> Text block:
○ ○ ○ ○ ○ ○ ○
"We are entitled to wonder if the financial sector really earns its share of profits in the economy. In the end, all I can say is that it is a very hard question to answer."
It does not, and it itsn't.
GDP is a gamed, garbage metric that conflates money flow with actual goods and constructive services (e.g. services which add to productive capacity).
The financial sector is almost wholly parasitic, and a knock-on effect of the financialization of our economy by banksters & oligarchs that have bribed and (often pedo-sexually) blackmailed our government apparatchiks into engineering the system to enrich them at the expense of everyone else.
This is about to become painfully apparent to even midwits.
Pretty sure nearly all banking profits would be wiped out in periodic banking crises if not for the govt backstop. So maybe 7-8% of GDP is the value-add and the rest is the value of the backstop.
1) "the profits are sending a signal that the US economy would benefit from a dramatic expansion of financial services." -- but doesn't think so; or,
2) " limited competition in financial services, perhaps due to difficulties of entry and costs of regulation, "; or,
3) "the way in which GDP measures the value-added of the financial services sector may tend to understate the size of the sector."
1- As the Big Tech & Big Finance folk start demonetizing "dis-information" dissidents from Dem Party current propaganda, like Alex Jones & maybe Trump, we're likely to slowly see a small expansion of other services. Certainly BitCoin and crypto- are examples of expanding services. But crypto- hasn't really solved for "reducing inflation risk".
○ ○ ○ ○ ○ ○ ○
> Information shown:
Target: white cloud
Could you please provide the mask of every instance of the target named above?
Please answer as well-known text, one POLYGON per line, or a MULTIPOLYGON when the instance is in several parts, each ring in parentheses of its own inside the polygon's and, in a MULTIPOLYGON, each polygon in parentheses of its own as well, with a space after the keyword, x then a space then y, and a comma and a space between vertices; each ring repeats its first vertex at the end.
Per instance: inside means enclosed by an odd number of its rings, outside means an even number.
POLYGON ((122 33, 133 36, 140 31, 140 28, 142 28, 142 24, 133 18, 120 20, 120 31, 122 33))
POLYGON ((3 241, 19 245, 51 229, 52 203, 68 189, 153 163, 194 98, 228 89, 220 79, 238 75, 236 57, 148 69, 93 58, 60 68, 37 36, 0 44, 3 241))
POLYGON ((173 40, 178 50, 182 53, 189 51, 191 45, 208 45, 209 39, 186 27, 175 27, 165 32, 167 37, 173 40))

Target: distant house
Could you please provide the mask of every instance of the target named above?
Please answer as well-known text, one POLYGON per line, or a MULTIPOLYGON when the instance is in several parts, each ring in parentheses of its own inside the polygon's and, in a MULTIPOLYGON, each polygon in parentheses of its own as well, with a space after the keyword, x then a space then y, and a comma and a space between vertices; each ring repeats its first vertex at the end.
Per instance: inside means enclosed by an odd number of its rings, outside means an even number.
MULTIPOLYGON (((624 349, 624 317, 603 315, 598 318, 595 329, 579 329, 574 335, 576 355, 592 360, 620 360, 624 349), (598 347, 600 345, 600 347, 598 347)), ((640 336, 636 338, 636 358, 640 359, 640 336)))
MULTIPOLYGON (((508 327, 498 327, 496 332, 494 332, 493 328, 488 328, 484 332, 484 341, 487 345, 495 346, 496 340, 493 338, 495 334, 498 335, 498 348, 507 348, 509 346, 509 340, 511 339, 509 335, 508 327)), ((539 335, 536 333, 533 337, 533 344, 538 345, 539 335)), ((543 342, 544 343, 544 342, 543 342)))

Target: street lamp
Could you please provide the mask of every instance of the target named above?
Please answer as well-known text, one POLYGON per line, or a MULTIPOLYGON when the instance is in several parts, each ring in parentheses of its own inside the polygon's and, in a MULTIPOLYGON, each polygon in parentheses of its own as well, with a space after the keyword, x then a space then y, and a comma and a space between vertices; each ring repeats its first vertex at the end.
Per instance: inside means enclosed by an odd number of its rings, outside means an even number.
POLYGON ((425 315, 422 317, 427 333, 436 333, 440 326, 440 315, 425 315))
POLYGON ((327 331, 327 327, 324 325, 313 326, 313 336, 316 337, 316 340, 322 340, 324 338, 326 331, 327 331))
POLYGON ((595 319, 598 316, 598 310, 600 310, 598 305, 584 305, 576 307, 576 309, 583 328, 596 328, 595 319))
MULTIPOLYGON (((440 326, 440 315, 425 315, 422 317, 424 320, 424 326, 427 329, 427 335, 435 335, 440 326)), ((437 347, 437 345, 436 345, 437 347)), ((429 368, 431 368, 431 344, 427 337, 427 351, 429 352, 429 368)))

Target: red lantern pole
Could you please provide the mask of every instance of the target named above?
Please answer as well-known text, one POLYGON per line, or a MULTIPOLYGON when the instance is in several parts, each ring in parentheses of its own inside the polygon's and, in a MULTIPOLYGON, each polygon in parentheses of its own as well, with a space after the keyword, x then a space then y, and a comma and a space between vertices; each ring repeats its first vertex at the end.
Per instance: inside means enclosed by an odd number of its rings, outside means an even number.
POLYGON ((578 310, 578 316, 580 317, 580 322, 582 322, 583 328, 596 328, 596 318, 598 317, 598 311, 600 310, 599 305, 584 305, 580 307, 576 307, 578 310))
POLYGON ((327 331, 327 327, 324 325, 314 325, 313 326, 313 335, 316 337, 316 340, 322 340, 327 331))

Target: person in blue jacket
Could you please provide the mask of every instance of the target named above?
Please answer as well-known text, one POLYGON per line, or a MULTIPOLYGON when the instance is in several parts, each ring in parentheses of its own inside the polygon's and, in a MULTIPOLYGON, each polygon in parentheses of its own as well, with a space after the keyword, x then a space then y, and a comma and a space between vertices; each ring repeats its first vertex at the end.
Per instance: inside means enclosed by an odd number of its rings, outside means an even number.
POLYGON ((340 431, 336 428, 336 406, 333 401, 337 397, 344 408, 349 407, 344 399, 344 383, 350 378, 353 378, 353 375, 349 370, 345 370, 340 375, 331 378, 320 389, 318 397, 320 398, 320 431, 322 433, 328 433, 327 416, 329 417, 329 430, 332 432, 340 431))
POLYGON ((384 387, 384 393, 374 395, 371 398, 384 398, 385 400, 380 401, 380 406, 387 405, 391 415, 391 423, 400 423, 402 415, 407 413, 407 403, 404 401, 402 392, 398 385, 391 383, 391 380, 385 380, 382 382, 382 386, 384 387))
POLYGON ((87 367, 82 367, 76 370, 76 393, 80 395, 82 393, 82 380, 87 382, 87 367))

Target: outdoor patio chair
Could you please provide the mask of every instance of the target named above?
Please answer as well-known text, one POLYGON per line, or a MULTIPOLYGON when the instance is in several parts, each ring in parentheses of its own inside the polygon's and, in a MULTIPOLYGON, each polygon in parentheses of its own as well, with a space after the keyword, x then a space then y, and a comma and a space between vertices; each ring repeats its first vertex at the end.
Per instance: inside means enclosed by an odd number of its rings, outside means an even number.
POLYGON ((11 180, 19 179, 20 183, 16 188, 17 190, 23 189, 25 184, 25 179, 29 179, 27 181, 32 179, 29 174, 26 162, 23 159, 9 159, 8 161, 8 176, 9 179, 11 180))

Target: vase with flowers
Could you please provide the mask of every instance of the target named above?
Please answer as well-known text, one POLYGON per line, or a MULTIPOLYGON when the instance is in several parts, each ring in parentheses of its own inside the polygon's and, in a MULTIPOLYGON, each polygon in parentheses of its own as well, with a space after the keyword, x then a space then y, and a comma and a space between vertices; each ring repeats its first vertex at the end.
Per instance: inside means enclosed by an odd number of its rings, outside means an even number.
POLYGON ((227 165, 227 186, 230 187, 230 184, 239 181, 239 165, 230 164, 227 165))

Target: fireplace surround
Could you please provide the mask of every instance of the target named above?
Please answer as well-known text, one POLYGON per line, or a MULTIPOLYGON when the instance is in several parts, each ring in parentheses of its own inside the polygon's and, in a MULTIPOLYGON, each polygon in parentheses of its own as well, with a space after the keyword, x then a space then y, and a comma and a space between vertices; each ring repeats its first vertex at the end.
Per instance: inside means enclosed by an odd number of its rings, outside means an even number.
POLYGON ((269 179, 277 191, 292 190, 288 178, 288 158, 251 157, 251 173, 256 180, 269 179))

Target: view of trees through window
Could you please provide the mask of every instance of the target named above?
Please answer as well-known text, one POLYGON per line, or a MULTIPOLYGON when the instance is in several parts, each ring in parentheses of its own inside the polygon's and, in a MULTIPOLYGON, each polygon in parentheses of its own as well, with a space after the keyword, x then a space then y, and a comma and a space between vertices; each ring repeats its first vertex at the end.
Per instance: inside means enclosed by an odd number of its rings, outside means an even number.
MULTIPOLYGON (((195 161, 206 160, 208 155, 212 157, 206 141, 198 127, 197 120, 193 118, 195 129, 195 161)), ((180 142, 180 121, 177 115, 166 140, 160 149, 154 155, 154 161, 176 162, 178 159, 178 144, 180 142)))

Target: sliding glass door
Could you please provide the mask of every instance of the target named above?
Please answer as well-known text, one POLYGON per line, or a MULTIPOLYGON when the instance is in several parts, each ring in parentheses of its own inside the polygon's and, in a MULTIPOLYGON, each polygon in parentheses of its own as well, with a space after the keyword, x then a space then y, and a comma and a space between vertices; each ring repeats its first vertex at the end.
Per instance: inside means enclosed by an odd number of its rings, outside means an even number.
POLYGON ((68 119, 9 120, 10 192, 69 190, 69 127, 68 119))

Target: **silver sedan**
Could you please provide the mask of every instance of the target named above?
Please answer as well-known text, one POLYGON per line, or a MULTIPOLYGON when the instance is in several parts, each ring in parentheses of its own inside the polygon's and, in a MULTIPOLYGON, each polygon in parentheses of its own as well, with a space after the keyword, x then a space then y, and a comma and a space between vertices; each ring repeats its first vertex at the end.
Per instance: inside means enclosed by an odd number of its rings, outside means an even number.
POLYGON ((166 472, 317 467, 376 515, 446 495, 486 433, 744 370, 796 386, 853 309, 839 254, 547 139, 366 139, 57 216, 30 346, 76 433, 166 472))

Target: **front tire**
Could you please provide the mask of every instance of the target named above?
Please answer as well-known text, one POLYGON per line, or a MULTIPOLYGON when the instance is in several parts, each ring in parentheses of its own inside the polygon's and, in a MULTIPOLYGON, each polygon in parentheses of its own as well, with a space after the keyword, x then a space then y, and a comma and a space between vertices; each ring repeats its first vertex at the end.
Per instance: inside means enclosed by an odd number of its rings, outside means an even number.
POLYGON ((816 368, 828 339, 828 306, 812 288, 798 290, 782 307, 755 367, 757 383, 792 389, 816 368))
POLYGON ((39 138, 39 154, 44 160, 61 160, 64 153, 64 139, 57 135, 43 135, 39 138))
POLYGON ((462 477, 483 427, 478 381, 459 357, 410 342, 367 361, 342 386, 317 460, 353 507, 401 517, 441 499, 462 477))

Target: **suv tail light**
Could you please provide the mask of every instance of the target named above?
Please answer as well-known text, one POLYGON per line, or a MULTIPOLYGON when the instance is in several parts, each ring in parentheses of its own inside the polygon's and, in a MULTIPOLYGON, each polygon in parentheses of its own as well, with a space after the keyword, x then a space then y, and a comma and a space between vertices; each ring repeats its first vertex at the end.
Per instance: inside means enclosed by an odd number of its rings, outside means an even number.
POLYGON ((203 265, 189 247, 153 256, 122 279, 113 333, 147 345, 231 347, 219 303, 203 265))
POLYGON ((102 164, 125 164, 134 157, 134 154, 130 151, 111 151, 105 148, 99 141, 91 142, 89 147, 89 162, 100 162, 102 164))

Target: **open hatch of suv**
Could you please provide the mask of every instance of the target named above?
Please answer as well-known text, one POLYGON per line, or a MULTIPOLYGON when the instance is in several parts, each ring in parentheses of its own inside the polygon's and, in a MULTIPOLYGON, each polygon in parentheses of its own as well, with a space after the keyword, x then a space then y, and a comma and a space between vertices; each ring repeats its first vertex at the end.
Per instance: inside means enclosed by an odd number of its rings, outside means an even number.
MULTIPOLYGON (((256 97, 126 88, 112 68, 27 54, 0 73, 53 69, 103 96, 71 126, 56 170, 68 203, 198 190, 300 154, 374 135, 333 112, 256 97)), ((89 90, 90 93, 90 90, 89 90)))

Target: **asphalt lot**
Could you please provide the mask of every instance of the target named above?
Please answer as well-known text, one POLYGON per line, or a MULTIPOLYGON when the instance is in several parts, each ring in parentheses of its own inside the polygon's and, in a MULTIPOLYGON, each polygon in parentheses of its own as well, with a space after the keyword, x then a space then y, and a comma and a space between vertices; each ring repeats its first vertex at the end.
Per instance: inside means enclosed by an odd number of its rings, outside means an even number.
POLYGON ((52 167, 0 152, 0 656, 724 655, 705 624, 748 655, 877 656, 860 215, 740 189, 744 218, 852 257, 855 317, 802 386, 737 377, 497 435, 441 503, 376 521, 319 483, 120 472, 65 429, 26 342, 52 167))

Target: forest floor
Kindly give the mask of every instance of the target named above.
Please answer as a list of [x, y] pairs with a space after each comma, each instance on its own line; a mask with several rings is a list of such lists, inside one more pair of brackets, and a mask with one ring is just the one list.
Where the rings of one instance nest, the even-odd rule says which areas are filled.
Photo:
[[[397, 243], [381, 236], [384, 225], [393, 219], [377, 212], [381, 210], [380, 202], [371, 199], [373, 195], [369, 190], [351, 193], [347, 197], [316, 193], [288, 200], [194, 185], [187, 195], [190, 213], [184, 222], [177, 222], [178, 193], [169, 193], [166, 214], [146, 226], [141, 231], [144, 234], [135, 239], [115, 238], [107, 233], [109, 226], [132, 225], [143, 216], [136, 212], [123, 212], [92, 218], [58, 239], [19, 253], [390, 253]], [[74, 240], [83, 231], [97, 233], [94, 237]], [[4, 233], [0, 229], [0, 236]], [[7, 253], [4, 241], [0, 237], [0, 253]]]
○ ○ ○ ○ ○ ○ ○
Extend the comment thread about financial-sector profits from the point where it ends.

> Answer to this task:
2- limits on competition hugely help the Big Banks, far more than normal consumers. Part of Banster oligopolistic domination thru slight overcharging, like 2% credit card instead of 1%, others have little choice but to follow the leaders.
3- Successful financial companies ARE hugely profitable, so the GDP comparison measures are valid.
All three have some truth, but Timothy is probably missing the biggest issue:
4) Finance is capturing most of the profit most companies make thru the semi-cartelized negotiation power of the banks. It's like the ultimatum game: the bank loan creates $100 million in possible profit (risk adjusted) thru funding a new project, but offers the material - factory project only 20%. So even tho it's "unfair", the project creator takes it, and both sides win; but the Bank wins more bigly.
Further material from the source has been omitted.